→ **STATED GOAL**: Which lines in the records below contain the word "overcast"? Collect every one of them, treating uppercase and lowercase as different.

[Dataset excerpt]
════════════════
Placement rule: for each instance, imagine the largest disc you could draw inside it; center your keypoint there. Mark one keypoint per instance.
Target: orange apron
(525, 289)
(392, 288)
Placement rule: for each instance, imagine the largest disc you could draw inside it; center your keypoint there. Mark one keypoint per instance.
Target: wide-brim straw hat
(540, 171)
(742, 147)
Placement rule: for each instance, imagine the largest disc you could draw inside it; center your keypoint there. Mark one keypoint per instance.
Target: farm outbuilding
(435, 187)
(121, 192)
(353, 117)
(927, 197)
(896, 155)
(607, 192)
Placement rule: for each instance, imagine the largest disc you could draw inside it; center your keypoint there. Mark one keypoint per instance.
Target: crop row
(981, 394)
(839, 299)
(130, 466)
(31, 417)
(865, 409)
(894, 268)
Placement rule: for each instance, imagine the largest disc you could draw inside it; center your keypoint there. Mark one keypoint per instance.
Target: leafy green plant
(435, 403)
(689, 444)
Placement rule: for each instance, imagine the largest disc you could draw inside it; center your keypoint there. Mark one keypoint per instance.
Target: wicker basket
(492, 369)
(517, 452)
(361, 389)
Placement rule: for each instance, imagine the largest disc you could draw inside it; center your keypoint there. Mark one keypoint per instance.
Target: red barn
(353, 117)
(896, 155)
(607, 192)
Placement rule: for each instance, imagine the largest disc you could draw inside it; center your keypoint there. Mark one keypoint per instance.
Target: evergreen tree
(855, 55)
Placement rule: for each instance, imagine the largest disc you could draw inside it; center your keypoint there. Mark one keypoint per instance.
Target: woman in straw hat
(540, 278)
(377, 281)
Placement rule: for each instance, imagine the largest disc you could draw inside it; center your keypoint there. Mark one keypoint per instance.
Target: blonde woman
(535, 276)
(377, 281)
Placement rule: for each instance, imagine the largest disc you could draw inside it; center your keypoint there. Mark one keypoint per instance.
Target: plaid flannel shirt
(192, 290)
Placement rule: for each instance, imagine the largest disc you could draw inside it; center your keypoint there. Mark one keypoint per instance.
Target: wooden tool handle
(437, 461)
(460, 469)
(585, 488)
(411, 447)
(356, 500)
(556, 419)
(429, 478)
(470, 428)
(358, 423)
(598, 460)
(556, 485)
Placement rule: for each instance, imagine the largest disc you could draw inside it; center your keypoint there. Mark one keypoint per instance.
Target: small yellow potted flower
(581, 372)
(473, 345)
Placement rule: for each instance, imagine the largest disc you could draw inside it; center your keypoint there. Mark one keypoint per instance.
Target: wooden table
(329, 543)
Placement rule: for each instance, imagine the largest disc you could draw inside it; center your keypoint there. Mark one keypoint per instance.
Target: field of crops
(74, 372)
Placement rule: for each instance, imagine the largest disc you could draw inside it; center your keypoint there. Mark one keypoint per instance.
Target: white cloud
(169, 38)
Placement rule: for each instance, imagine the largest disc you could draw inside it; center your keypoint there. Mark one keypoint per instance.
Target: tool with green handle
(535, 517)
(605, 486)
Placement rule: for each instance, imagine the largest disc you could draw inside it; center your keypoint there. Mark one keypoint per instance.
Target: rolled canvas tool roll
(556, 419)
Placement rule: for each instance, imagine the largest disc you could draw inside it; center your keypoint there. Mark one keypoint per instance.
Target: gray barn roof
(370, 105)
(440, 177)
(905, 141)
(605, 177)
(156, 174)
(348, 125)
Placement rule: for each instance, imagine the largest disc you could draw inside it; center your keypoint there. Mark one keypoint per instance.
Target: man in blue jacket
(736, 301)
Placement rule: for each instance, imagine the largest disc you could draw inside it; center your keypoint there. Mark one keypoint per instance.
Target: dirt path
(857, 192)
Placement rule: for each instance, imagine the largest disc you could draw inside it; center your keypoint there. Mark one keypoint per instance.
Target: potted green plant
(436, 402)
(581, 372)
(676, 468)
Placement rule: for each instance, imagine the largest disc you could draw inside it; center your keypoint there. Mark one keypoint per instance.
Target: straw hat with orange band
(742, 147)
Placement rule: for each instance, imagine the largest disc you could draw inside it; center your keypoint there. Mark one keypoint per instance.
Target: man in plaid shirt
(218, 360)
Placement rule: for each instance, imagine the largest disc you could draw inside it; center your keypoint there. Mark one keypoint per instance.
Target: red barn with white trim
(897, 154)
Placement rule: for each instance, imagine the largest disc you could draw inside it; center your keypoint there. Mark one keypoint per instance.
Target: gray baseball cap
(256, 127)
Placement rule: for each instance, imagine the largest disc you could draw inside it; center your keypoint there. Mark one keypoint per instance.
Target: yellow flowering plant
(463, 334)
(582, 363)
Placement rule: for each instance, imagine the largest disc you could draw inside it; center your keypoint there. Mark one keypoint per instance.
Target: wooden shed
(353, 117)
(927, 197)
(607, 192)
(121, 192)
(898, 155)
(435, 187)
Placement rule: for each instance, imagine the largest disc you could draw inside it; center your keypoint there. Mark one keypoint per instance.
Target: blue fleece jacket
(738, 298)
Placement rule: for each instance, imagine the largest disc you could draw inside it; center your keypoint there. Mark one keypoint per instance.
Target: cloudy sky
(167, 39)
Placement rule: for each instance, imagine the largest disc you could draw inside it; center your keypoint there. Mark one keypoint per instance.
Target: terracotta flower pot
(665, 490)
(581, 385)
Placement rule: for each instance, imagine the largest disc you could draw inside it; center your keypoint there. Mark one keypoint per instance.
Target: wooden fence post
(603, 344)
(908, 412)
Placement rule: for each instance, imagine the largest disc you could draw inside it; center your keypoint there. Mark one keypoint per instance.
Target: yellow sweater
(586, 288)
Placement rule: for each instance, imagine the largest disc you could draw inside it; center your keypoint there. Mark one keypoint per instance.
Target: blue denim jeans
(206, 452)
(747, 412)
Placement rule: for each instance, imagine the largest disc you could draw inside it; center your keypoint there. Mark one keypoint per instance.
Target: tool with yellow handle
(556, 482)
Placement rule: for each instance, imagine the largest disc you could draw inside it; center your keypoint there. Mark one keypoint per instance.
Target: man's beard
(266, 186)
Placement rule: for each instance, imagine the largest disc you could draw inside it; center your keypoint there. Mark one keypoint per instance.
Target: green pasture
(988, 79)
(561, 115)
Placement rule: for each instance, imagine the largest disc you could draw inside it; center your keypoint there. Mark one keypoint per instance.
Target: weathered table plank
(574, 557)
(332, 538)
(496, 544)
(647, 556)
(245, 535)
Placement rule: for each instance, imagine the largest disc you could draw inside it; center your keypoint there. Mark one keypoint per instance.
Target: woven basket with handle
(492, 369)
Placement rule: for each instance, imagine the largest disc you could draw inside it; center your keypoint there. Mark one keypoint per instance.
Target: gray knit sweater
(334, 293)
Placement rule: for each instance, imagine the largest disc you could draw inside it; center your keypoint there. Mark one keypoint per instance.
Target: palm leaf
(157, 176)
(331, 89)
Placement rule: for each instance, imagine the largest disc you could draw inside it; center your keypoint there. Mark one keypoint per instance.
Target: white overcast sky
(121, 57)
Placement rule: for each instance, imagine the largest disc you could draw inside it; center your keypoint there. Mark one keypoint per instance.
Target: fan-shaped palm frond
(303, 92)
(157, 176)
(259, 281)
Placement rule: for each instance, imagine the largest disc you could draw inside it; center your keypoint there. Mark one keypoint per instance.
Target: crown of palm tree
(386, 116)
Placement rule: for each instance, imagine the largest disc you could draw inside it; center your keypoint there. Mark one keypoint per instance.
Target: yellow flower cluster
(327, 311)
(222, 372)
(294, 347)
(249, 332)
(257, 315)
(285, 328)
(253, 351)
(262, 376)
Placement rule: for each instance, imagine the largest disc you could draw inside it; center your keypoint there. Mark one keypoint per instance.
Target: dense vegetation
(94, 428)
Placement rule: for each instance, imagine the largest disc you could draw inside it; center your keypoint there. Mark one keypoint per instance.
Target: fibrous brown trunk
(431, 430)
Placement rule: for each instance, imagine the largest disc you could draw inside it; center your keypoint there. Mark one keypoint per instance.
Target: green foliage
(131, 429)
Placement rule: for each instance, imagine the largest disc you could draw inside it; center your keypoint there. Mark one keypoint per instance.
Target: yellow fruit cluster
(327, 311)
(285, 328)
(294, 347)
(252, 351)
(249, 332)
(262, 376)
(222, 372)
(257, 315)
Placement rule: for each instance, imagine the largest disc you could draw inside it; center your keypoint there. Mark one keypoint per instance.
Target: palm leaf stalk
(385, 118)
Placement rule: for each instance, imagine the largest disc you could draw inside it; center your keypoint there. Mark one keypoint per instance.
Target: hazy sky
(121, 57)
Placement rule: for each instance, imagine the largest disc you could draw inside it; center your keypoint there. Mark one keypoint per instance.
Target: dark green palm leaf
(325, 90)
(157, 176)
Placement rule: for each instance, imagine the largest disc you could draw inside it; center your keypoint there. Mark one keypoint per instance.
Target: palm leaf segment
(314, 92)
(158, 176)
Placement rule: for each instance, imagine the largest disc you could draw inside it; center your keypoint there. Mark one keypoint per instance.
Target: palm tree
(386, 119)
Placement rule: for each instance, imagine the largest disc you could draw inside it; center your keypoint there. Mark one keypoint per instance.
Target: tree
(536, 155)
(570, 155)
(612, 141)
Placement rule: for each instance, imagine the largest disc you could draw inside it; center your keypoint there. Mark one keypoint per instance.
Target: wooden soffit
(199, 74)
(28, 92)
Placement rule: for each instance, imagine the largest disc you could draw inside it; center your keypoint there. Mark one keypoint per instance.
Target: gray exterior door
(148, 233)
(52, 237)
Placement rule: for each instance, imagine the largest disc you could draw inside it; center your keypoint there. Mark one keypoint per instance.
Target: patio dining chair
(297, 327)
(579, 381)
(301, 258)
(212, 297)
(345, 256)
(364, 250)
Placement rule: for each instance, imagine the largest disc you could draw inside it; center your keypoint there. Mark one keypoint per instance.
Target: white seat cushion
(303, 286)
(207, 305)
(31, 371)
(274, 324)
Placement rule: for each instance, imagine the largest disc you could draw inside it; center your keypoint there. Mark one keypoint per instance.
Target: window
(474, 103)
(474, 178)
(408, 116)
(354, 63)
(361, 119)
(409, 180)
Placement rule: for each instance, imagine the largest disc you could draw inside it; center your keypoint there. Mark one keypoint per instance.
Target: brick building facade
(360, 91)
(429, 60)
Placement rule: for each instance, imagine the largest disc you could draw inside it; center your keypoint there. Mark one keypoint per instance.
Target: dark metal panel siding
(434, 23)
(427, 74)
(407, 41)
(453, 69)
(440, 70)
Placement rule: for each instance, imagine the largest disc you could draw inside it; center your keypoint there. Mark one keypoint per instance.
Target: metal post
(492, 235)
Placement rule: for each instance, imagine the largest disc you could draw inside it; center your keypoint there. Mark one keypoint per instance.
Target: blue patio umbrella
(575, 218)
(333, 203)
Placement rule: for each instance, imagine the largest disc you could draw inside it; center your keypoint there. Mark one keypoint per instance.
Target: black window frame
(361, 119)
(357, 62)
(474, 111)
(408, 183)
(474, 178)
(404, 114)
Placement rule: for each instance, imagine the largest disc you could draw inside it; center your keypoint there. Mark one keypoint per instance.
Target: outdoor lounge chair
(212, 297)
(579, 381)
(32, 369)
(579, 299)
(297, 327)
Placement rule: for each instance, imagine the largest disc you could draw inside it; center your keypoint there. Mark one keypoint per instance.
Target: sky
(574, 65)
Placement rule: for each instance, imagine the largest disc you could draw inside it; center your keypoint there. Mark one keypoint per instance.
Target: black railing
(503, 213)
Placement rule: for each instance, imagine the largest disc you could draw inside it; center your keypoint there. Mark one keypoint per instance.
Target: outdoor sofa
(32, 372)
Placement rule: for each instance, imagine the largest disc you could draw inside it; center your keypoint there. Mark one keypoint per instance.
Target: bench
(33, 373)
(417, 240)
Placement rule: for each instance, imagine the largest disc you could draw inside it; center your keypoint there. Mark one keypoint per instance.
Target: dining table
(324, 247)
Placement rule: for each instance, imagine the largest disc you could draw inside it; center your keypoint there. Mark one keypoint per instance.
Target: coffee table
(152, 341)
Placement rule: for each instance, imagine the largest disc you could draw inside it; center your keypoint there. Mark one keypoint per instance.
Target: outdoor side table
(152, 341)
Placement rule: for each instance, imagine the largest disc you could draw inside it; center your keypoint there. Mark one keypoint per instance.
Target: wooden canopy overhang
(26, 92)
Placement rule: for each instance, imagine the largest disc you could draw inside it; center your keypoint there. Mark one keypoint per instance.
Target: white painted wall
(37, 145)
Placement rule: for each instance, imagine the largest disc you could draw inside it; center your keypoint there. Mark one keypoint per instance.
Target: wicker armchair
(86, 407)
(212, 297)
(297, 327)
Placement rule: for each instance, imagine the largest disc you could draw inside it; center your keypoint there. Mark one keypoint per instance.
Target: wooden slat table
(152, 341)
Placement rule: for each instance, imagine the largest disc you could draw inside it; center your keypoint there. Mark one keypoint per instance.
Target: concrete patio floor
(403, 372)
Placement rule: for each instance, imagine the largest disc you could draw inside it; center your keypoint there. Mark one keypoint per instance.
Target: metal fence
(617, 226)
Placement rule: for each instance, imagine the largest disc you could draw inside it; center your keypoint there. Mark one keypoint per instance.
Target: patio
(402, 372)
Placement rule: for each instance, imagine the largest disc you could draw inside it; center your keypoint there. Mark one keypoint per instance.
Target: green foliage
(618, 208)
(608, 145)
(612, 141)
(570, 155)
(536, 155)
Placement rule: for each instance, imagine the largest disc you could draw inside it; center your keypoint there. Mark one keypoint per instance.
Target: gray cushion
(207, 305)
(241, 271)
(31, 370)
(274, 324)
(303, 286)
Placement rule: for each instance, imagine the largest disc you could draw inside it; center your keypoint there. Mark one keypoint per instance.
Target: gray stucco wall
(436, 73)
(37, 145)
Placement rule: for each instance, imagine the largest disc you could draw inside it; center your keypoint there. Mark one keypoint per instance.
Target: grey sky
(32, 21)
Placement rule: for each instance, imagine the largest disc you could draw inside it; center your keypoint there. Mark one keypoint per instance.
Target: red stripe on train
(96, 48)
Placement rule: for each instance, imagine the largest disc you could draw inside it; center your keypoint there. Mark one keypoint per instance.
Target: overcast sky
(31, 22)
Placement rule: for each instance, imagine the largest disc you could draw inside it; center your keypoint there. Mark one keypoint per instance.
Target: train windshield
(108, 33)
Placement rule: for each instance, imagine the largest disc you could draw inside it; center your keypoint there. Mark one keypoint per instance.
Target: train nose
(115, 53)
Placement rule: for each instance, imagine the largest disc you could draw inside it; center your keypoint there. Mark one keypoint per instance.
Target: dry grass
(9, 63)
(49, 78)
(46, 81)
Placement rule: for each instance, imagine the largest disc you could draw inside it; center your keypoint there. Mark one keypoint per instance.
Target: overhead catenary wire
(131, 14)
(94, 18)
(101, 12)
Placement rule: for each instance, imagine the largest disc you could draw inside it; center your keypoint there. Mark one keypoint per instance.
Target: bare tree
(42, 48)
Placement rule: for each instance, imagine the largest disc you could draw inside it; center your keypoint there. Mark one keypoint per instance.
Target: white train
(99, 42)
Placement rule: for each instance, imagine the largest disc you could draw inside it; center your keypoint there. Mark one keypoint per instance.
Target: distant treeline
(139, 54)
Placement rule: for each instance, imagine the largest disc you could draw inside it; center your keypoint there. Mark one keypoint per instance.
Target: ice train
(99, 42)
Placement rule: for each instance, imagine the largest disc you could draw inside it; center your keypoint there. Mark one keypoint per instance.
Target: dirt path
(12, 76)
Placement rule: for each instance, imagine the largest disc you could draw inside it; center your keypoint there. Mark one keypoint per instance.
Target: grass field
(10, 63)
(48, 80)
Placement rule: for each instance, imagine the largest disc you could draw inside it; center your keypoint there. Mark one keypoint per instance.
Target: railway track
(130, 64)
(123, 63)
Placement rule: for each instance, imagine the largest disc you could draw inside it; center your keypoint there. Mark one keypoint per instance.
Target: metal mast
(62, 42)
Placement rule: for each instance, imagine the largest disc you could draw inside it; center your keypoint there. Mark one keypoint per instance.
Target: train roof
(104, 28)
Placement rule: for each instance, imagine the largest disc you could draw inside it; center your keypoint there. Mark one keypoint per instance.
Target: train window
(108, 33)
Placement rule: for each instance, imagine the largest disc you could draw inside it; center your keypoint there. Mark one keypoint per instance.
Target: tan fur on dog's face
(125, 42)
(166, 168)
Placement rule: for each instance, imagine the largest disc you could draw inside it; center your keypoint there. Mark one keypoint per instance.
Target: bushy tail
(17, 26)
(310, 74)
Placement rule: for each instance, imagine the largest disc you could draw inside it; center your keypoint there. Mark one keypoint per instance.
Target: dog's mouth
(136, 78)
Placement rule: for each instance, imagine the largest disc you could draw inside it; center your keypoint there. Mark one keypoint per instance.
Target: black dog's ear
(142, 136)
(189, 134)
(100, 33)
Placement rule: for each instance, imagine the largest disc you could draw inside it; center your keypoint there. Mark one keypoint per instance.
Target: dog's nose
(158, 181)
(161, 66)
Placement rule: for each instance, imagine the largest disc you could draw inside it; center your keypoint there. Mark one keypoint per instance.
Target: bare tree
════════════════
→ **TASK RESULT**:
Target: white overcast sky
Target: overcast sky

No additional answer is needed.